■ Passage:
In this notebook, we walk through the design of target encoding. We start with a motivating example, `criteo dataset`, to show why target encoding is preferred over one hot encoding and label encoding. The concepts and optimizations of target encoding are introduced step by step. The key takeaway is that target encoding differs from traditional sklearn style encoders in the following aspects:

- The ground truth column `target` is used as input for encoding.
- The training data and test data are transformed differently.
- Multi-column joint transformation is supported by target encoding.

### Table of contents
[1. Motivation](#motivation)<br>
> [Criteo data](#criteo)<br>
[Why not one-hot encoding?](#onehot)<br>
[Label encoding](#lbl)<br>
[Train XGB with label encoding ](#lblxgb)<br>

[2. Target Encoding](#tar)<br>
> [A naive implementation](#naive)<br>
[A K-fold cross validate implementation](#kfold)<br>
[An optimized implementation](#opt)<br>
[Multi-column joint encoding](#multi)<br>

[3. Conclusions](#conclusions)<br>

In [None]:
import os
GPU_id = '0,1,2,3'
os.environ['CUDA_VISIBLE_DEVICES'] = GPU_id
num_gpus = len(GPU_id.split(','))

In [None]:
import warnings
warnings.filterwarnings("ignore")

import numpy as np
import cudf as gd
import cupy as cp
from cuml.preprocessing.LabelEncoder import LabelEncoder
from cuml.preprocessing.TargetEncoder import TargetEncoder
import dask as dask, dask_cudf
from dask.distributed import Client, wait
from dask_cuda import LocalCUDACluster
import xgboost as xgb
import matplotlib.pyplot as plt
import time

<a id="motivation"></a>
## 1. Motivation

<a id="criteo"></a>
### Criteo data
The [criteo 1-TB benchmark](https://github.com/rambler-digital-solutions/criteo-1tb-benchmark) is a well-known dataset for click through rate modeling. We only use three categorical features to make it a simple dataset for the problem.

In [None]:
%%time

path = '/datasets/criteo/raw_csvs/split_train_data'
train_name = f'{path}/day_0_part_0000'
valid_name = f'{path}/day_0_part_0001'
num_cols = ['num_%d'%i for i in range(13)]
cat_cols = ['cat_%d'%i for i in range(26)]
cols = ['label']+num_cols+cat_cols
dtypes = {i:'str' if i.startswith('cat_') else 'float32' for i in cols}
train = gd.read_csv(train_name, sep = '\t', header=None, names=cols, dtypes=dtypes)
valid = gd.read_csv(valid_name, sep = '\t', header=None, names=cols, dtypes=dtypes)

used_cols = ['label']+cat_cols[:3]

train = train[used_cols]
valid = valid[used_cols]
train.head()

The categorical columns are strings originally so we need some kind of encoding to turn them into numerical columns.

<a id="onehot"></a>
### Why not one-hot encoding?

In [None]:
for col in cat_cols[:3]:
    print(col,'cardinality',len(train[col].unique()), len(valid[col].unique()))

With such high cardinality, it is inefficient to do one-hot encoding because it leads to either huge memory consumption or very sparse data, which is less optimized when running on GPU.

■ Information supplied:

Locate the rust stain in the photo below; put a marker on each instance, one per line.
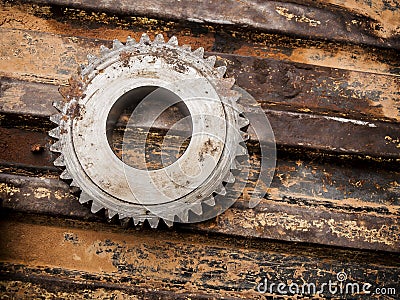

■ What is asked:
• 1. Answer these questions using the target encoding notebook.
(a) What three aspects are listed as distinguishing target encoding from traditional sklearn style encoders?
(b) How many categorical features from the Criteo data does the notebook use?
(c) What two outcomes make one-hot encoding inefficient for these high-cardinality columns?
• 2. Transcribe the section of the target encoding notebook starting with "valid = gd.read_csv(valid_name, sep" and going on through "### Why not one-hot encoding?".
• 3. Carry the notebook on target encoding forward, beginning right after its final sentence.

■ Task-by-task answers:
• 1.
(a) The ground truth column `target` is used as input for encoding, the training data and test data are transformed differently, and multi-column joint transformation is supported.
(b) Three.
(c) Either huge memory consumption or very sparse data, which is less optimized when running on GPU.

• 2.
valid = gd.read_csv(valid_name, sep = '\t', header=None, names=cols, dtypes=dtypes)

used_cols = ['label']+cat_cols[:3]

train = train[used_cols]
valid = valid[used_cols]
train.head()

The categorical columns are strings originally so we need some kind of encoding to turn them into numerical columns.

<a id="onehot"></a>
### Why not one-hot encoding?

• 3.
Therefore, we use label encoding to transform such string columns to numerical columns.

<a id="lbl"></a>
### Label encoding

In [None]:
%%time
for col in cat_cols[:3]:
    train[col] = train[col].fillna('None')
    valid[col] = valid[col].fillna('None')
    lbl = LabelEncoder()
    lbl.fit(gd.concat([train[col],valid[col]]))
    train[col] = lbl.transform(train[col])
    valid[col] = lbl.transform(valid[col])

In [None]:
train.head()

Label encoding transforms string columns to integer columns. However, the mapping from a string to an integer is arbitrary, which makes the encoded features less informative. For example, the first three rows of `cat_2` are `9218`, `5875` and `5199`. Although `5875` is closer to `5199` than `9218`, there is absolutely no guarantee that the string of `5875` is more similar to string of `5199` than string of `9218`. In other words, a tree classifier has make many splits to learn the pattern buried within such encoded features.   

<a id="lblxgb"></a>
### Train XGB with label encoding features

In [None]:
xgb_parms = { 
    'max_depth':6, 
    'learning_rate':0.1, 
    'subsample':0.8,
    'colsample_bytree':1.0, 
    'eval_metric':'auc',
    'objective':'binary:logistic',
    'tree_method':'gpu_hist',
}

In [None]:
NROUND = 100
VERBOSE_EVAL = 10
ESR = 10

start = time.time(); print('Creating DMatrix...')
dtrain = xgb.DMatrix(data=train.drop('label',axis=1),label=train['label'])
dvalid = xgb.DMatrix(data=valid.drop('label',axis=1),label=valid['label'])
print('Took %.1f seconds'%(time.time()-start))

start = time.time(); print('Training...')
model = xgb.train(xgb_parms, 
                       dtrain=dtrain,
                       evals=[(dtrain,'train'),(dvalid,'valid')],
                       num_boost_round=NROUND,
                       early_stopping_rounds=ESR,
                       verbose_eval=VERBOSE_EVAL) 

As shown above, using label encoding features results in a valid auc score of 0.60. Let's see if target encoding can improve this score.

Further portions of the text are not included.